According to the review below, how much has been spent on suicide barriers at Erskine Bridge?

Text under study ->
================================

The staging is both simple and startling. The bedroom is filled with a beanbag chair, a record player, carefully tended albums and books on Oscar Wilde. The background of posters of Morrissey are dimly backlit and at other times dramatically illuminated with powerful flashing lights. This is most effective as Director Gareth Nicholls evokes Morrisseys’ Barrowland Ballroom gig in such a way that it feels like you are there standing in the moshpit with McNair and Jan the Lesbian.
This is a deserving winner of a Scotsman Fringe First award. It is an authentic insight into the teenage mind and a reminder of the fragility of the young mind in a time when mental health and arts provision funding is being decimated by our government. McNair reflects on his story by Erskine Bridge where more than 15 people commit suicide each year (£3.5 million has been spent on suicide barriers). Morrissey sang about “a light that never goes out”, perhaps as long as this play is touring that light is safe.
HOME Until September 16th
Performer Liz Richardson
A co-production between The Conker Group and HOME
I first saw GUTTED in May 2016 and it was one of my favourite pieces at HOME last year. This is a show about the impact of ulcerative colitis on a young womans life On stage is Liz with some bunches of flowers and three gleaming porcelain toilets filled with food items. I’m fairly squeamish and I don’t especially like yoghurt or ketchup or brown sauce, yet here I am back to see this show again.

================================

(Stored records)

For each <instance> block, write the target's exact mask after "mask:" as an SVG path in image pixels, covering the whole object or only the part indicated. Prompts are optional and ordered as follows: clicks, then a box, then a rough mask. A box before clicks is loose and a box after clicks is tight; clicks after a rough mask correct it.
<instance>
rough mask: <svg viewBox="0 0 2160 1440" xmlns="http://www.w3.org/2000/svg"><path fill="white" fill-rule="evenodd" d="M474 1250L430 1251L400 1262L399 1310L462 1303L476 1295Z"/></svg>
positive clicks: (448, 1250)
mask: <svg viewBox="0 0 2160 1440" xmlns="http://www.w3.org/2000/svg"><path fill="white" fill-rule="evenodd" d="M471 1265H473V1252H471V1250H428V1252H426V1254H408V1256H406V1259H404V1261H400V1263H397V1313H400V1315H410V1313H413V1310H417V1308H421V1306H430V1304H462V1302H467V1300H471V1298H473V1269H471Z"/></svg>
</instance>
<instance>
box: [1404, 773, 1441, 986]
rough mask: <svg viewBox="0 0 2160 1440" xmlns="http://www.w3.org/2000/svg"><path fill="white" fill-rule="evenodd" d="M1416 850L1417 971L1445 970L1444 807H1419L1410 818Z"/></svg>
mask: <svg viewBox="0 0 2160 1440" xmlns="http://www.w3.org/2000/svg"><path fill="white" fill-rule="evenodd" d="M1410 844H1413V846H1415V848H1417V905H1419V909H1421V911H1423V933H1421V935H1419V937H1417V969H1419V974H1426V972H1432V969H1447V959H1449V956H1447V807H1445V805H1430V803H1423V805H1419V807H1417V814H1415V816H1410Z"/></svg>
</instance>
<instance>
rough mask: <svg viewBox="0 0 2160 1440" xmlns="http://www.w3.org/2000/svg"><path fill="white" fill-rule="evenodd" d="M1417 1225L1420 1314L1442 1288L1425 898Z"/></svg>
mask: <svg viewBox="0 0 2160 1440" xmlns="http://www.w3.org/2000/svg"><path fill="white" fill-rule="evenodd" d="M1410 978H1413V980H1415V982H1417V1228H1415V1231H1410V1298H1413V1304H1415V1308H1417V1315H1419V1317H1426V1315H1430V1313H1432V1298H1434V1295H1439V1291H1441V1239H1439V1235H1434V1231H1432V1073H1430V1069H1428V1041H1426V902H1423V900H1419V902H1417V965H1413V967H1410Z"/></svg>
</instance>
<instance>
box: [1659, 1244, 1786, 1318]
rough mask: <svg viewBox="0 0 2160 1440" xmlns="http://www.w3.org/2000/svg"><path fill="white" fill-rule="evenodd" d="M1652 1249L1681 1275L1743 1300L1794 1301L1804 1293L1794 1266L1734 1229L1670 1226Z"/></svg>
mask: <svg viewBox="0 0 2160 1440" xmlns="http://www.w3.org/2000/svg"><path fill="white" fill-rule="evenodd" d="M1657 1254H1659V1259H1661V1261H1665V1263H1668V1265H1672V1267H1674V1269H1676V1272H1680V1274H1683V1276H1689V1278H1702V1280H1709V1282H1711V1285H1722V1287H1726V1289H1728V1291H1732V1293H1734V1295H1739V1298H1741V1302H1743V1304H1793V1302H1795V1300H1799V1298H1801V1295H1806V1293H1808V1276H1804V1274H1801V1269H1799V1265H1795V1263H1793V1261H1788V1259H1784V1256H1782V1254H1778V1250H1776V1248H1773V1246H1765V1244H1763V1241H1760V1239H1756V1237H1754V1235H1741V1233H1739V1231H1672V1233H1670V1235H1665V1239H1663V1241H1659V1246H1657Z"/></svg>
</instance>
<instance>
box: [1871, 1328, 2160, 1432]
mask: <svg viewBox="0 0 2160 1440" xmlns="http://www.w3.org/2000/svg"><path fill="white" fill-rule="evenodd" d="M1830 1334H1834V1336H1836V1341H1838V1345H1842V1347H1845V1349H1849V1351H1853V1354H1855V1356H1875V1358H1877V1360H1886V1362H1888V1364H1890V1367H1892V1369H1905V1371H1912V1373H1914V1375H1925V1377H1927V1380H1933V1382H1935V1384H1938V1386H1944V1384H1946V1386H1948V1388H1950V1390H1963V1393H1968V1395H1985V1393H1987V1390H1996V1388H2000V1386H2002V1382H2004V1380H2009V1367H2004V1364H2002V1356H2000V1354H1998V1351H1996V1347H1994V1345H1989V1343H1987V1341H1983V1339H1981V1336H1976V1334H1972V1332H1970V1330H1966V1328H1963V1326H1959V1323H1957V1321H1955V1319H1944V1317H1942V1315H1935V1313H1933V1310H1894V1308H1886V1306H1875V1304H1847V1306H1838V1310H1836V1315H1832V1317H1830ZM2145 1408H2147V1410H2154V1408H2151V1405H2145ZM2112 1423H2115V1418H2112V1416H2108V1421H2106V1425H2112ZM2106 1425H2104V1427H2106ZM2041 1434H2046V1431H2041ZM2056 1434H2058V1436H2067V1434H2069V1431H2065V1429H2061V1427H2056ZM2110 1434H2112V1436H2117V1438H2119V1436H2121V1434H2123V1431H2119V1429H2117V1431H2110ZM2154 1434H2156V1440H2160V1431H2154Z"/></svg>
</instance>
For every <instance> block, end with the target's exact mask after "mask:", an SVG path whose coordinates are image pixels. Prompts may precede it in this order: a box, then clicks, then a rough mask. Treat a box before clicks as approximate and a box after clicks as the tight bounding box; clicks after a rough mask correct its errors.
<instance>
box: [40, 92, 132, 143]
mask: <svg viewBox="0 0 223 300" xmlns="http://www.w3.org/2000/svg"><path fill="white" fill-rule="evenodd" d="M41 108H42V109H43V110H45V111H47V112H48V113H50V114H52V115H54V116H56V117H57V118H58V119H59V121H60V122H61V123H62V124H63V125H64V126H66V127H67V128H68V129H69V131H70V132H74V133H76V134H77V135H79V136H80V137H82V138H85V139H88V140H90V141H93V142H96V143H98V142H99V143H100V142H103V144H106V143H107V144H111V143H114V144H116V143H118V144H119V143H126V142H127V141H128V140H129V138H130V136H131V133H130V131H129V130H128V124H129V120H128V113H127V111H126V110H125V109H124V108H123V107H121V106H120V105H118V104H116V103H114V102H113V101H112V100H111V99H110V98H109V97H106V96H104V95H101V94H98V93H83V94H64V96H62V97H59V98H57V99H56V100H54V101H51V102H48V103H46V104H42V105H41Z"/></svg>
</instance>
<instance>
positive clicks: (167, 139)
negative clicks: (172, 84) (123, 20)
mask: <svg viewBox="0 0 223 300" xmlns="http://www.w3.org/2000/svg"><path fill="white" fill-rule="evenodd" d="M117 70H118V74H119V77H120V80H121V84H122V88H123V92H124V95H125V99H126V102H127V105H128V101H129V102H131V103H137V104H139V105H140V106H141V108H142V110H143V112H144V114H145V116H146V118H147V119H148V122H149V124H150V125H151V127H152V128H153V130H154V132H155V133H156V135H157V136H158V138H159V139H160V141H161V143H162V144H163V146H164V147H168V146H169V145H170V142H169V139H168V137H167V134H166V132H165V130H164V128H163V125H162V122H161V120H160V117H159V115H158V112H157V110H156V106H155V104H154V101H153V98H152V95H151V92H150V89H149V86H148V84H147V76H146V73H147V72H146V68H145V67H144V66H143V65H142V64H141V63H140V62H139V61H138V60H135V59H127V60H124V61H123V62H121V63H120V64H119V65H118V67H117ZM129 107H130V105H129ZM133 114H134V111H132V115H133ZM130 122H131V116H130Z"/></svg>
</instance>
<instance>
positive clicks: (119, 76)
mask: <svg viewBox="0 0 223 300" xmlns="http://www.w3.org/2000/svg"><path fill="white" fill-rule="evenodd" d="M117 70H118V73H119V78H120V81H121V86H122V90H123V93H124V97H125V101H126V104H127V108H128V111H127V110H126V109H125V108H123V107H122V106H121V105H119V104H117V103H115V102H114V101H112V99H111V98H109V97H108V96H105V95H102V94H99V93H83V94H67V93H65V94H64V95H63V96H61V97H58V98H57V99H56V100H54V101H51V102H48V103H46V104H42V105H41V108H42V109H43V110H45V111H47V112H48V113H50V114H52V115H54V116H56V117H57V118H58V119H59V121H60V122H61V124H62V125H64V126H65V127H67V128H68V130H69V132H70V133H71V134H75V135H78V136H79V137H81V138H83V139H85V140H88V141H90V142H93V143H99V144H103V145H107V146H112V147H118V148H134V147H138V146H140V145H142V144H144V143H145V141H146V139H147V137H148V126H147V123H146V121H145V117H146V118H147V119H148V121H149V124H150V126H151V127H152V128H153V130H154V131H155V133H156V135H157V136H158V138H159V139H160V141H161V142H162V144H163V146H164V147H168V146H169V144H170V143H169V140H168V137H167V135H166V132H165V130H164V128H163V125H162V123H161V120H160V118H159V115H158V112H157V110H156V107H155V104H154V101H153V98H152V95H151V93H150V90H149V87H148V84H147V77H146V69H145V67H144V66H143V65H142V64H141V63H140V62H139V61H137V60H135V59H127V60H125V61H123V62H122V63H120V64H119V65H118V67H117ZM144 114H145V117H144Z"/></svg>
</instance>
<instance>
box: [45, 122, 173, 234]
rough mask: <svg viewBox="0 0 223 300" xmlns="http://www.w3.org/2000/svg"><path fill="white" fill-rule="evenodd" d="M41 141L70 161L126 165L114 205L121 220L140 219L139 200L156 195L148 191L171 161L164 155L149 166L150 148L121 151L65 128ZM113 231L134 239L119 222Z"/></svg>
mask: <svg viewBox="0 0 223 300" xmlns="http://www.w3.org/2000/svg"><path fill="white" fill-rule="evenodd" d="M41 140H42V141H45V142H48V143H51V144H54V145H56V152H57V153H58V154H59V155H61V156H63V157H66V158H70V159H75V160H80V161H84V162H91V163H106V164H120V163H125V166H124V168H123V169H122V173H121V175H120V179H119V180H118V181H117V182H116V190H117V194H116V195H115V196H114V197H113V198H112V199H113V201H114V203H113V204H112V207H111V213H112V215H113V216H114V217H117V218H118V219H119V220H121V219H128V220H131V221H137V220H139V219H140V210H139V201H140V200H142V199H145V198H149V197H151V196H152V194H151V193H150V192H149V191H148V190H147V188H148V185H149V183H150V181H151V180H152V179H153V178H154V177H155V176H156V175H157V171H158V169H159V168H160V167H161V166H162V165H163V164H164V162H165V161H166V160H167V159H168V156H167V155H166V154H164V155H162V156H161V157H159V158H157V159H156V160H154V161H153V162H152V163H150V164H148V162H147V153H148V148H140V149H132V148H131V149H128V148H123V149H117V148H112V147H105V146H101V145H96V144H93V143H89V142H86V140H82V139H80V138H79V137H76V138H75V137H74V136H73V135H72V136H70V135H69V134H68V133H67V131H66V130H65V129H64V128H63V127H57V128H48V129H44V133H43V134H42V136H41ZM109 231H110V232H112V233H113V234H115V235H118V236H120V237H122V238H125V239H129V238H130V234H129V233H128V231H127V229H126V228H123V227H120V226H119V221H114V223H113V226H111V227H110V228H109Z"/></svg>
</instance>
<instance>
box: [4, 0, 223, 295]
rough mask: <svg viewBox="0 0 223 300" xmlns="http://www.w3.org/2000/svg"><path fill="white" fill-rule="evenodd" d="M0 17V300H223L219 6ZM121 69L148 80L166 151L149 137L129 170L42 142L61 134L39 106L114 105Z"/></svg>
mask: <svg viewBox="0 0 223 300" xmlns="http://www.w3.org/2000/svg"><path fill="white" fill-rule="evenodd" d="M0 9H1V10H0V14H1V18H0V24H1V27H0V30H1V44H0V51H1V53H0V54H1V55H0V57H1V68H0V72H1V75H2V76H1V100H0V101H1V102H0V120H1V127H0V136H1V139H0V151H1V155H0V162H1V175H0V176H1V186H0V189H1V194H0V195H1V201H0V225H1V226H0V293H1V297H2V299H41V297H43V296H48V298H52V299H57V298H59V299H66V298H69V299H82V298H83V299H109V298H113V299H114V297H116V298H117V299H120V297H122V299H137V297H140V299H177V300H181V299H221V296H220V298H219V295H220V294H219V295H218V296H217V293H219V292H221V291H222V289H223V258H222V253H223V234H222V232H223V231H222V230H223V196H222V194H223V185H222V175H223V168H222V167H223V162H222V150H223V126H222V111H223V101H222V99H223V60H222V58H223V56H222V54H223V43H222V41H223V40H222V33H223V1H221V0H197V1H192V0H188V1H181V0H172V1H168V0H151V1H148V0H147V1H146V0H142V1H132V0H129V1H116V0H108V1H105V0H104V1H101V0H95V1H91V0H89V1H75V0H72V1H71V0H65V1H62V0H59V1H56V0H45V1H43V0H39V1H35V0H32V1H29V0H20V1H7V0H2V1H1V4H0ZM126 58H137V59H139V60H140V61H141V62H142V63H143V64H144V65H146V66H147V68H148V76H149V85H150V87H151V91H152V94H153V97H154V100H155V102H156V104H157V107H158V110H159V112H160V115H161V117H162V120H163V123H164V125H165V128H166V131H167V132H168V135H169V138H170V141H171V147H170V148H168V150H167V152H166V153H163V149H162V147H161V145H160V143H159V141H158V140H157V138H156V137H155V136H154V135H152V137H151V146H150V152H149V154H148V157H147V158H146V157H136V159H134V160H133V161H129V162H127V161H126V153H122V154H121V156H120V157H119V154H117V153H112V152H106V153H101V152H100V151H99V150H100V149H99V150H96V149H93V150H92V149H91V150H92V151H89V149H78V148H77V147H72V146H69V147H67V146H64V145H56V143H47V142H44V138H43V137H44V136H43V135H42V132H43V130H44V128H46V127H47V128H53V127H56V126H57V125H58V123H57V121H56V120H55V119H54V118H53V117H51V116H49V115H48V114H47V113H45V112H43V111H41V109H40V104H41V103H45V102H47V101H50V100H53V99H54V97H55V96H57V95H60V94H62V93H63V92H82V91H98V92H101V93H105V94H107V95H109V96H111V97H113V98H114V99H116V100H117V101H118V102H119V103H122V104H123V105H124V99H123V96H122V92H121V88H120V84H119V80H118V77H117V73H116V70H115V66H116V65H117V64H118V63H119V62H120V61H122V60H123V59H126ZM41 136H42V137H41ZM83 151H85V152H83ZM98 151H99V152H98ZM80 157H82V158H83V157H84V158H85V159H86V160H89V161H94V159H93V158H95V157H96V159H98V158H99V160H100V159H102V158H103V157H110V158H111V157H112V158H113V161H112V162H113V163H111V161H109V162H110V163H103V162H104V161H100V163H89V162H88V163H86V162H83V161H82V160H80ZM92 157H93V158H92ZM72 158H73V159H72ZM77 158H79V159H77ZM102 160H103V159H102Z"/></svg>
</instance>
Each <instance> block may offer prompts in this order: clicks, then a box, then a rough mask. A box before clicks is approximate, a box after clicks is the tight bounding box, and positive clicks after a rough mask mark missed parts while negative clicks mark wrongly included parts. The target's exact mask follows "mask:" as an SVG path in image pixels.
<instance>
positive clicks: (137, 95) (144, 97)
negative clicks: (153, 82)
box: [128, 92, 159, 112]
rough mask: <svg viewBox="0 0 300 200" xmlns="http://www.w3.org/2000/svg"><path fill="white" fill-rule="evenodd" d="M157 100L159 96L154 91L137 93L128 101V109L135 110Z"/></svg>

================================

Result of this exercise ->
£3.5 million has been spent on suicide barriers at Erskine Bridge.